Your objective
Every entry, from first to last, must be written out exactly.

Data supplied below:

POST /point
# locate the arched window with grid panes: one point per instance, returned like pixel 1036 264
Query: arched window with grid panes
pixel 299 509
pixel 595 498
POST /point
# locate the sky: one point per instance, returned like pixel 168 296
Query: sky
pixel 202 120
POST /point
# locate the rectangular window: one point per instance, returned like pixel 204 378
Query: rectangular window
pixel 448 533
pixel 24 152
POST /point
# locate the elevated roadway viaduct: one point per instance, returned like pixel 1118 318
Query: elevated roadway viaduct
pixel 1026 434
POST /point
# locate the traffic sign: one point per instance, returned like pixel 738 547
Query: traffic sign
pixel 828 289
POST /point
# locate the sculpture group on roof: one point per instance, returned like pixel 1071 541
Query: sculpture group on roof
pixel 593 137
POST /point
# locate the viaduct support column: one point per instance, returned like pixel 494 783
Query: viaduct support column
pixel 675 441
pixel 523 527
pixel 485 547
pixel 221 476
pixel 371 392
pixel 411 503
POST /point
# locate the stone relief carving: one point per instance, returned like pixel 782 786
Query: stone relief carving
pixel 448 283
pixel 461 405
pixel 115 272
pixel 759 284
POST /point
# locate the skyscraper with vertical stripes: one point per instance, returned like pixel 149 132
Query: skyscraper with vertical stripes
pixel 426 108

End of Data supplied.

Answer for the task
POST /point
# locate the arched window with grid panes: one point per instance, returned like pixel 1036 264
Query: arched window with grid panes
pixel 299 509
pixel 595 498
POST /point
# locate the sky: one point per instance, returned like pixel 168 296
Query: sky
pixel 202 120
POST /point
# locate the rectangular window: one point per instance, returned like pixel 204 378
Query: rectangular window
pixel 448 533
pixel 24 152
POST /point
# locate the elevated roadway viaduct: one point per instance, returned like pixel 1118 318
Query: elevated roadway viaduct
pixel 1026 434
POST /point
# locate the traffic sign: one point per instance, returned like pixel 738 547
Query: traffic sign
pixel 828 289
POST /point
# locate the sculpture group on roof: one point per instance, returned like pixel 1071 541
Query: sculpture group on roof
pixel 593 137
POST /point
# locate the viaduct support column: one point per instance, returned like pixel 494 783
Query: viaduct support column
pixel 675 441
pixel 523 527
pixel 485 547
pixel 221 476
pixel 371 392
pixel 411 503
POST /point
# locate the stone relief carving: one point per instance, returned like pixel 782 786
Query: stone relief carving
pixel 448 283
pixel 461 405
pixel 115 272
pixel 759 284
POST /point
# locate the skyscraper with vertical stripes: one point per instance, returned like pixel 149 132
Query: skyscraper with vertical stripes
pixel 426 108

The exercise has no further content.